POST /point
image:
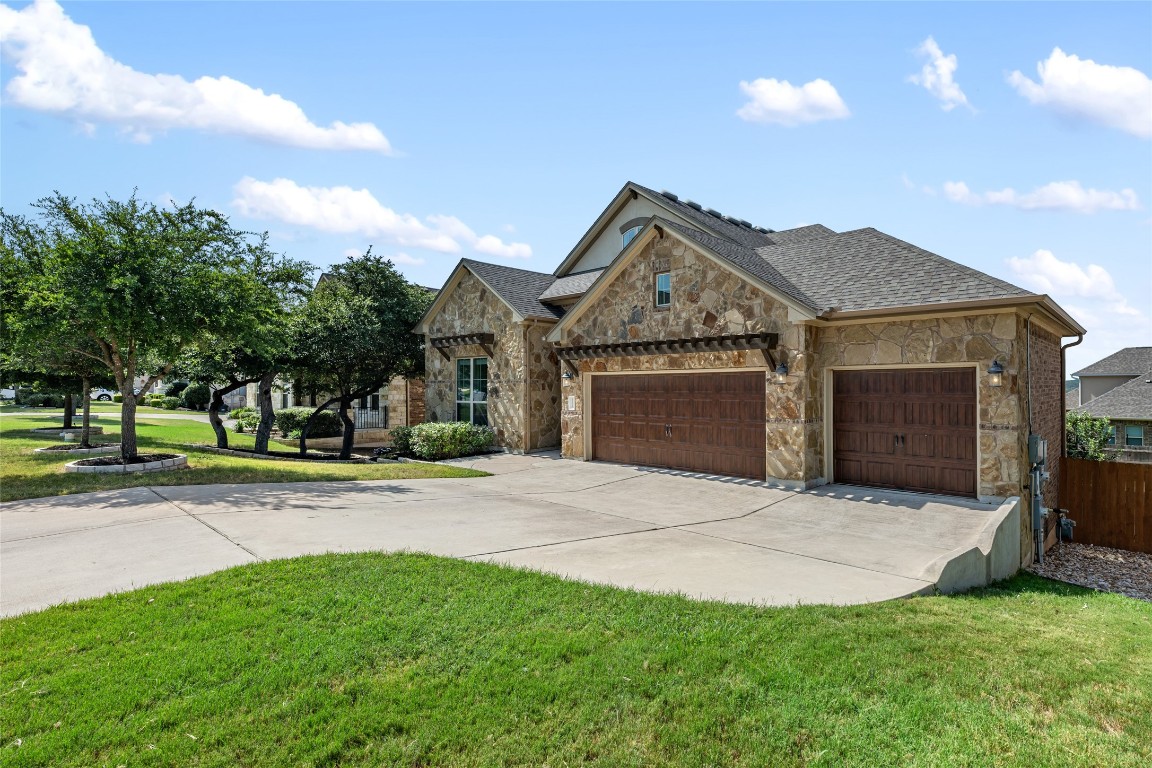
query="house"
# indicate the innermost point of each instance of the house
(675, 336)
(1113, 371)
(1129, 409)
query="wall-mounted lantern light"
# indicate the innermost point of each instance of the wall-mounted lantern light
(995, 374)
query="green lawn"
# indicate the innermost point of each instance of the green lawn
(24, 474)
(408, 660)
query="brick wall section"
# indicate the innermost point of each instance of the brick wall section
(1047, 418)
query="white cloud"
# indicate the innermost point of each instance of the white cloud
(395, 258)
(780, 101)
(1068, 196)
(1044, 273)
(1120, 97)
(937, 76)
(63, 71)
(356, 211)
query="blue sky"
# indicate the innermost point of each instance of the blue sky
(1014, 138)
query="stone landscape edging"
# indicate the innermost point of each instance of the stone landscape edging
(177, 463)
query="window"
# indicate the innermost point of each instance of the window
(629, 234)
(472, 390)
(1134, 434)
(664, 289)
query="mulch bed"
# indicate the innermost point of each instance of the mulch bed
(116, 461)
(1099, 568)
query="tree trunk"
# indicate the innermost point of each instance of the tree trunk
(349, 438)
(214, 417)
(264, 431)
(69, 411)
(128, 423)
(85, 433)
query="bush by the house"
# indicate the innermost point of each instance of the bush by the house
(292, 420)
(248, 419)
(40, 400)
(175, 388)
(449, 439)
(402, 440)
(196, 397)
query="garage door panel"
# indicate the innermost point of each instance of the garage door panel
(697, 421)
(912, 428)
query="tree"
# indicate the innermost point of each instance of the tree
(355, 334)
(139, 283)
(1086, 436)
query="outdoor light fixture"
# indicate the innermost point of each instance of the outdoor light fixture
(995, 374)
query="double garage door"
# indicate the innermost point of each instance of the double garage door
(695, 421)
(909, 428)
(902, 428)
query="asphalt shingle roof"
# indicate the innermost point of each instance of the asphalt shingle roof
(573, 284)
(520, 288)
(1128, 362)
(1131, 400)
(868, 270)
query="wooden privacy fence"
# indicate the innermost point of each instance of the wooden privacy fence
(1111, 502)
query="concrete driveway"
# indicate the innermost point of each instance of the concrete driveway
(653, 530)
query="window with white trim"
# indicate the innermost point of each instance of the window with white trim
(664, 289)
(472, 390)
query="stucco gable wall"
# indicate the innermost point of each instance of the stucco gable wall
(472, 309)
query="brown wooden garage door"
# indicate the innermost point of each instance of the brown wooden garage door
(912, 430)
(697, 421)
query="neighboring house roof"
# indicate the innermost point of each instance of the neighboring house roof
(1130, 401)
(569, 286)
(868, 270)
(518, 288)
(1128, 362)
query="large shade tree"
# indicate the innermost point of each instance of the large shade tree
(355, 334)
(139, 283)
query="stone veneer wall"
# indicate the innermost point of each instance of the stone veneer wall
(471, 309)
(707, 299)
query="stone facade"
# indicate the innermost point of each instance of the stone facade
(523, 370)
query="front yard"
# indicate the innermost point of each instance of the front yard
(24, 474)
(408, 660)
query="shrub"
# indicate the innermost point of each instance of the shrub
(1088, 436)
(449, 439)
(402, 440)
(196, 397)
(292, 419)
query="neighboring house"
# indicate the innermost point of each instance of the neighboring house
(675, 336)
(1129, 408)
(1113, 371)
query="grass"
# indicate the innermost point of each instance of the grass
(24, 474)
(409, 660)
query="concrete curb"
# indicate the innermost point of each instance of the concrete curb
(241, 454)
(995, 555)
(177, 463)
(98, 449)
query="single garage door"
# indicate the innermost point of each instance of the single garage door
(912, 430)
(696, 421)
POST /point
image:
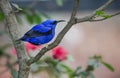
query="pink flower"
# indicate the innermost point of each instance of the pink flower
(59, 53)
(28, 47)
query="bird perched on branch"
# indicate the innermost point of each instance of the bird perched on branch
(41, 33)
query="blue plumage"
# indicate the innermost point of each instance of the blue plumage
(41, 33)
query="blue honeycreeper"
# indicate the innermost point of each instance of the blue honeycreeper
(41, 33)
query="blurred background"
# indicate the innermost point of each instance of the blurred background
(82, 41)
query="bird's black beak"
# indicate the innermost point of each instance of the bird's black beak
(60, 21)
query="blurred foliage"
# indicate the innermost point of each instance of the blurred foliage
(56, 68)
(59, 2)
--------------------------------
WHAT IS EXPECTED → Please reproduce the entries above line by line, exactly, leaving out each image.

EXERCISE ANSWER →
POST /point
image:
query="house"
# indicate the innermost point of each instance of the house
(675, 336)
(1113, 371)
(1129, 409)
query="wall-mounted lantern light"
# indicate the innermost point of each instance of the wall-mounted lantern light
(995, 374)
query="green lawn"
# indicate the innermost point of each instance of the green lawn
(24, 474)
(408, 660)
query="brick wall section"
# indicate the innermost point of each instance of the brick wall section
(1047, 418)
query="white cloud"
# indicate the innermost point of each instance of the white cloud
(395, 258)
(780, 101)
(1068, 196)
(1044, 273)
(1120, 97)
(937, 76)
(63, 71)
(356, 211)
query="blue sky"
# indicate the innermost point of each instance of the blue sky
(1014, 138)
query="stone landscape edging"
# indicate the innermost point of each instance of the stone landscape edging
(177, 463)
query="window"
# indicate the innermost point of each instance of the window
(629, 234)
(472, 390)
(1134, 434)
(664, 289)
query="mulch bed"
# indicate the innermost point of each instance of the mulch bed
(116, 461)
(1099, 568)
query="tree trunk"
# indicate the innermost point of each instance of the tree trunk
(349, 438)
(214, 417)
(264, 431)
(69, 411)
(128, 423)
(85, 433)
query="bush by the house"
# indicate the innermost point of each instance of the bush by the house
(292, 420)
(248, 419)
(40, 400)
(175, 388)
(449, 439)
(402, 440)
(196, 397)
query="garage door panel"
# indicate the innermost point of each instance of the garage door panel
(697, 421)
(912, 428)
query="tree"
# indicate the innermost point of each instance of the tree
(355, 334)
(139, 283)
(1086, 436)
query="outdoor light fixture"
# indicate the innermost point of each instance of the outdoor light fixture
(995, 374)
query="double garage door"
# indicate the innermost point of each instance of the double garage door
(695, 421)
(909, 428)
(902, 428)
query="asphalt shingle roof"
# indicate the innermost point of each instance of the asphalt shingle roof
(573, 284)
(520, 288)
(1128, 362)
(1131, 400)
(868, 270)
query="wooden privacy fence"
# indicate the innermost point of each instance of the wooden privacy fence
(1111, 502)
query="concrete driveway"
# indicate the innermost point of each instance of the concrete driveway
(653, 530)
query="window with white trim"
# indicate the innermost point of each instance of the window with white trim
(664, 289)
(472, 390)
query="stucco gable wall"
# indicate the innermost point of each instance of the stucco gable wall
(472, 309)
query="brown wooden garage door"
# indicate the innermost point of each instance of the brown wooden garage door
(912, 430)
(697, 421)
query="neighboring house roof"
# indicate the innermost point of each instance of the neighboring house roof
(1130, 401)
(569, 286)
(868, 270)
(518, 288)
(1128, 362)
query="large shade tree"
# indicate the innermost point of each instance of the large shade tree
(355, 334)
(139, 283)
query="stone veneer wall"
# indicate the innermost point of each instance of the stone veneer wall
(471, 309)
(707, 299)
query="stone facade"
# indicate the innermost point of each instance of the stone facade
(523, 370)
query="front yard"
# indicate the innermost point of each instance of the front yard
(24, 474)
(408, 660)
query="shrub"
# indicate the innermost point of each instance of the shrub
(1088, 436)
(449, 439)
(402, 440)
(196, 397)
(292, 419)
query="neighboring house"
# indicate the innermost point of each instance of the neighboring house
(675, 336)
(1129, 408)
(1113, 371)
query="grass"
# indicate the innermost point of each instance of the grass
(24, 474)
(409, 660)
query="concrete curb"
# indicate the innermost point of each instance of the concrete curb
(241, 454)
(995, 555)
(177, 463)
(98, 449)
query="single garage door"
# indicate the innermost point of each instance of the single garage door
(912, 430)
(696, 421)
POST /point
image:
query="pink flower"
# indicate the innermost point of each instance of the pink flower
(59, 53)
(28, 47)
query="bird perched on branch"
# indicate the innermost point of each instance of the bird perched on branch
(41, 33)
query="blue plumage"
# indicate the innermost point of each instance of the blue plumage
(41, 33)
query="blue honeycreeper"
# indicate the innermost point of each instance of the blue honeycreeper
(41, 33)
query="blurred background"
# indicate the innermost point of each instance of the blurred background
(82, 41)
query="bird's black beak"
# indicate the innermost point of each instance of the bird's black beak
(60, 21)
query="blurred foliage"
# indicate the innermost point of each instance of the blurred foliage
(56, 68)
(59, 2)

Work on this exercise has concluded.